Testo estratto:
'''

SABBIA, SALE E ZOLFO: ALCUNE RIFLESSIONI SU ERMETISMO E MASSONERIA

Premessa

Non sono un cultore di alchimia o di arti magiche in genere. Non ho mai usato l’atanòr e neppure un alambicco, né ho mai sperimentato alcunché. La mia curiosità è puramente intellettuale, sollecitata dall’osservazione che nel Gabinetto di Riflessione, sul tavolino, vi sono anche tre ciotole contenenti sabbia, sale e zolfo.

Mi sono chiesto il perché e credo di aver trovato la soluzione di questo ‘arcano’. La sottopongo pertanto alla Vostra riflessione, sollecitando il Vostro contributo al dibattito.

L’Ermetismo

Il Fr. René Guénon afferma che con questo termine si designa una dottrina essenzialmente cosmologica d’origine egiziana, filtrata poi attraverso la cultura ellenistica. La si fa derivare da Ermete Trismegisto, figura leggendaria d’iniziato, considerato dai Greci identico al dio egiziano Thot, inventore della scrittura e del calcolo (1). Inoltre, la peculiarità d’indagine della dottrina suddetta è legata al tipo di iniziazione, regale e non sacerdotale: solo quest’ultima reintegrerebbe l’iniziato al Principio, direttamente, consentendogli di realizzare i Grandi Misteri; laddove la prima si limiterebbe al compimento dei Piccoli Misteri. L’iniziazione a questi ultimi comporta “lo sviluppo delle possibilità dello stato umano considerato nella sua integralità; essi mirano dunque a ciò che abbiamo chiamato la perfezione di questo stato, vale a dire a ciò che è stato designato tradizionalmente come la restaurazione dello ‘stato primordiale’” (2). La distinzione è presente in tutte le culture tradizionali: nel taoismo, per esempio, si distingue fra “uomo vero” e “uomo trascendente”. Aggiunge il Fr. Guénon che l’iniziazione sacerdotale è andata irrimediabilmente perduta e che ci si deve giocoforza accontentare delle iniziazioni ai Piccoli Misteri, come quelle di mestiere, tra le quali la Massoneria e il Compagnonaggio: a questo punto, più prosaicamente, mi sia consentito rammentare il vecchio adagio, nel quale è però racchiusa una grande saggezza: “chi si accontenta, gode”.

'''

Voci mostrate:
'''

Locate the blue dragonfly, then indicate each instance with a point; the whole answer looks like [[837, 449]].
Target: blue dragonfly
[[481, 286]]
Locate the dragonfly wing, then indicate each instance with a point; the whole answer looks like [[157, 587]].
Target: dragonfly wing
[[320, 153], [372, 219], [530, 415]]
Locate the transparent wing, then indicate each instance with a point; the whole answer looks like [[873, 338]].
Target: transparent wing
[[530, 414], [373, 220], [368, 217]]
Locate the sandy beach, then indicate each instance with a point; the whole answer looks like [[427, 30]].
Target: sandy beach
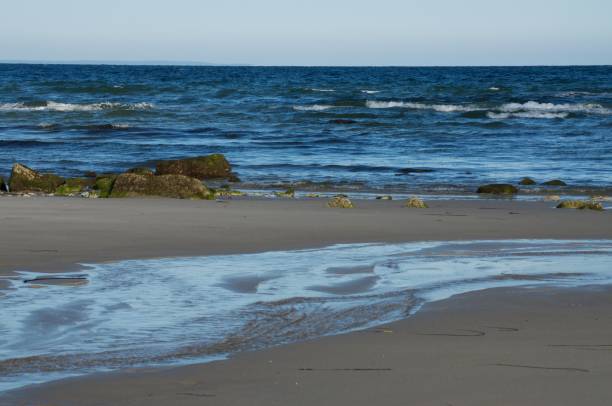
[[499, 346]]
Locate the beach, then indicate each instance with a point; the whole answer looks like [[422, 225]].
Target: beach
[[541, 345]]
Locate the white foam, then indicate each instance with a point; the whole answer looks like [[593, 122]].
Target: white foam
[[146, 308], [72, 107], [443, 108], [314, 107]]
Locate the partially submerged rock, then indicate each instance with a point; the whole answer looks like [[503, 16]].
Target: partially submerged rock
[[527, 181], [498, 189], [141, 170], [104, 185], [204, 167], [580, 205], [416, 203], [24, 179], [175, 186], [340, 202], [555, 182], [74, 186], [289, 193]]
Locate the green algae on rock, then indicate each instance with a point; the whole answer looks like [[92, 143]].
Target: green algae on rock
[[498, 189], [340, 202], [141, 170], [175, 186], [580, 205], [213, 166], [416, 203], [24, 179]]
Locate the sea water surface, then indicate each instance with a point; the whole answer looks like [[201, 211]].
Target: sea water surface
[[184, 310], [433, 129]]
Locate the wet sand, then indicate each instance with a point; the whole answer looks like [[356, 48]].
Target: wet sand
[[496, 347], [54, 234], [514, 346]]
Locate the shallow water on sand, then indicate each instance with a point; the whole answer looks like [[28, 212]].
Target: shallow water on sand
[[181, 310]]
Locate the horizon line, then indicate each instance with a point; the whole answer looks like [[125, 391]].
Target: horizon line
[[209, 64]]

'''

Compito A:
Rispondi a queste domande sul testo su ermetismo e massoneria:
(i) Che cosa contengono le tre ciotole sul tavolino del Gabinetto di Riflessione?
(ii) Con quale dio egiziano i Greci identificavano Ermete Trismegisto?
(iii) Quali due figure si distinguono nel taoismo?
Compito B: Riprendi il testo su ermetismo e massoneria e scrivine il seguito, a partire dalla sua ultima frase.
Le voci sono materiale a sé, senza legame con il testo su ermetismo e massoneria.

Risposta corretta A:
(i) Sabbia, sale e zolfo.
(ii) Thot.
(iii) L'"uomo vero" e l'"uomo trascendente".

Risposta corretta B:
“Tutto è nel Tutto e il Tutto è in tutto”. Questo motto condensa la dottrina ermetica, che vedeva una stretta correlazione tra fisica e metafisica, la prima essendo un riflesso della seconda. Se il logos del Vangelo di Giovanni è la Parola ordinante, la Natura è il Liber mutus che la custodisce. Lo studio di questo libro può allora essere uno dei possibili strumenti con il quale ritrovare la ‘parola’ andata poi ‘perduta’.

Anche l’uomo è oggetto di studio. A differenza però di altre filosofie, quali la Scolastica, l’Ermetismo si propone anche di incidere sulla Natura – e quindi sull’Uomo – allo scopo di ottenerne la trasformazione. Così, mescolando sapientemente umori di piante e di metalli, gli alchimisti arricchivano la loro farmacopea. Puntualizzo tuttavia che il lavoro sulle piante (spagirìa) o sui metalli (alchimìa) non era mai fine a se stesso: come i muratori che, sgrossando la pietra, lavoravano il loro sé interiore, così gli ermetisti, mutando il piombo in oro, lavoravano essenzialmente sub specie interioritatis per ottenere la trasmutazione del loro Io, attendendo così alla Grande Opera.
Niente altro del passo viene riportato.